▸ 引用文
┌──

問題はそれがどこかであります。私はいろいろなことを想定しておりました。パソコンに繋ぐシステムの直前まで買うという、いわばハッピーエンディングには、まずなりますまい。あるとき一歳三ヶ月になります、娘に壊されるかもしれない。あるいはまた、あるとき私が誤って高いところから落とし、バンラバラに壊してしまうかもしれない。もっとありそうなことは、どこかで組み立てをミスして、何かデリケートでかけがえのないギアなり基板なりを壊してしまうかもしれない。どこかで私の(実はたいしたことはない)スキルを上回り、手が出なくなるのかもしれない。ついに私が飽きてしまい、組み立てられないパーツが二、三号分溜まって嫌になるのかもしれない。デアゴスティーニですから、単に書店で手に入らなくなって、定期購読するパワーは出ず、買わなくなるのかもしれない。またはその時財布にお金がなくって、買えないまま市場から姿を消すのかも。
そういうさまざまな「最悪」の想定をした上で、それでもなお、この現状は予想外だったのであります。パーツを毎号ちゃんと買い、言われる通り組み立てて、特に難しい所もなく、試運転も滞りなくうまく行き、高いところに棚を作って置いておいたので娘に壊されることもなく、私の組み立てスキルは帯にちょうどよくタスキにもちょうどよいくらいに保たれていたのであります。

└──

▸ 作業の指示
デアゴスティーニの組み立てについての引用文を、一字一句変えずに全文繰り返してもらえますか? 記録は引用文とは別の資料です。

▸ データの行
┌──

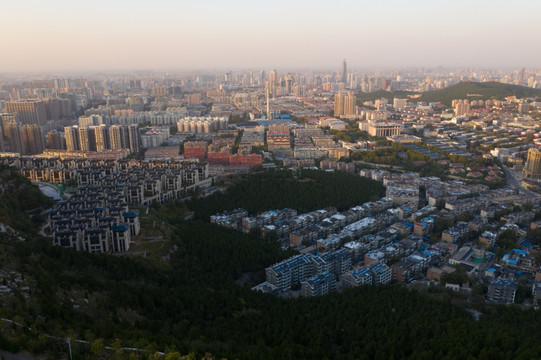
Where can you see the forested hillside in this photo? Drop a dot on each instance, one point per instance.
(195, 306)
(307, 191)
(191, 303)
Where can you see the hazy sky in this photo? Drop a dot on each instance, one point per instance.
(57, 35)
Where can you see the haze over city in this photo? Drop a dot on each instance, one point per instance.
(63, 36)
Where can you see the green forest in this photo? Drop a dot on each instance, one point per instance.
(192, 304)
(304, 191)
(487, 90)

└──

▸ 仕上げた課題
問題はそれがどこかであります。私はいろいろなことを想定しておりました。パソコンに繋ぐシステムの直前まで買うという、いわばハッピーエンディングには、まずなりますまい。あるとき一歳三ヶ月になります、娘に壊されるかもしれない。あるいはまた、あるとき私が誤って高いところから落とし、バンラバラに壊してしまうかもしれない。もっとありそうなことは、どこかで組み立てをミスして、何かデリケートでかけがえのないギアなり基板なりを壊してしまうかもしれない。どこかで私の(実はたいしたことはない)スキルを上回り、手が出なくなるのかもしれない。ついに私が飽きてしまい、組み立てられないパーツが二、三号分溜まって嫌になるのかもしれない。デアゴスティーニですから、単に書店で手に入らなくなって、定期購読するパワーは出ず、買わなくなるのかもしれない。またはその時財布にお金がなくって、買えないまま市場から姿を消すのかも。
そういうさまざまな「最悪」の想定をした上で、それでもなお、この現状は予想外だったのであります。パーツを毎号ちゃんと買い、言われる通り組み立てて、特に難しい所もなく、試運転も滞りなくうまく行き、高いところに棚を作って置いておいたので娘に壊されることもなく、私の組み立てスキルは帯にちょうどよくタスキにもちょうどよいくらいに保たれていたのであります。